* _What to do_: Write out all the data again, exactly as shown.

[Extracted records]
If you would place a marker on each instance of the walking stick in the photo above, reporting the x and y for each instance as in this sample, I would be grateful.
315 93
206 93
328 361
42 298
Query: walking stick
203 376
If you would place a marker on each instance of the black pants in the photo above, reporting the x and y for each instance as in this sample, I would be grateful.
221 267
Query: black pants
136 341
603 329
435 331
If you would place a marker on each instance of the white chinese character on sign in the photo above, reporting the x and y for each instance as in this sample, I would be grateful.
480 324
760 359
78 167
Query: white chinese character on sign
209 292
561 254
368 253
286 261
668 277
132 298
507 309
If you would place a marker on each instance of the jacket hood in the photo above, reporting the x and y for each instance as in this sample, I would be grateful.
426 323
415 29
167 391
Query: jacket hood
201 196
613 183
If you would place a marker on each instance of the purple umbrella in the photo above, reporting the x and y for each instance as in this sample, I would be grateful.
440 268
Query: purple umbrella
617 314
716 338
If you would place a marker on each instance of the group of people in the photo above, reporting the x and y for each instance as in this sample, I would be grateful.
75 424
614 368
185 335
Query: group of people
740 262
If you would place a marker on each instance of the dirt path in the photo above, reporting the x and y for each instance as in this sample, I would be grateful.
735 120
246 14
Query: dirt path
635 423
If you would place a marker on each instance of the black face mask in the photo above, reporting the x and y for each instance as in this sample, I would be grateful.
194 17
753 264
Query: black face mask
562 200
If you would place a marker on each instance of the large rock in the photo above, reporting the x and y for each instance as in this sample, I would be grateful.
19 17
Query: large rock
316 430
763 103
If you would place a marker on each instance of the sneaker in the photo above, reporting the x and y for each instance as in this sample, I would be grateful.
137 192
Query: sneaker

* _Answer to this problem_:
If you would place a marker on each instance of the walking stick in the photo above, reporting the x and y for each instance as in this sample, I would be grateful.
315 93
206 93
328 361
42 298
Query: walking stick
203 376
If you would place a marker on each instance of the black pants in the photo above, reporting the x and y for each instance as in this sample, I would be grateful.
221 267
Query: black pants
136 341
603 329
435 331
If you would place a marker on each instance of the white chinese character on sign in the photo above, reporting the x and y for each instance as in this sample, I would be grateful.
480 324
760 359
78 167
Query: white chinese character on sign
209 292
561 254
368 253
286 261
668 277
132 298
507 309
If you would place a marker on each instance of the jacket hood in the photo above, reporting the x and y for each instance as in this sample, I would be grateful.
426 323
415 29
167 391
Query: jacket hood
201 196
613 183
If you would place a marker on each instance of the purple umbrella in the photo above, reporting the x and y for each instance as in this sample, I would be grateful.
440 268
Query: purple umbrella
617 314
716 338
If you would place a marker on each instance of the group of people in the photo above, reporting the x and y for each instance as in this sample, I would be grateful.
75 424
614 368
185 335
Query: group of people
740 262
If you would place a marker on each instance of the dirt path in the photo above, reporting the x and y for each instance as in this sample, I would be grateful.
735 120
246 14
Query: dirt path
635 423
If you would place a marker on each instance of the black face mask in the photo above, reporting the x and y for each instance as in this sample, I would be grateful.
194 17
753 264
Query: black face mask
562 200
If you would place a marker on each instance of the large rock in the photo above, reporting the x and y for each instance as in this sample, I would be grateful.
19 17
Query: large rock
316 430
763 103
If you would place a marker on each instance of the sneaker in the photo above, reporting the x and y for each instance as in this sample, I would be grateful.
137 192
Query: sneaker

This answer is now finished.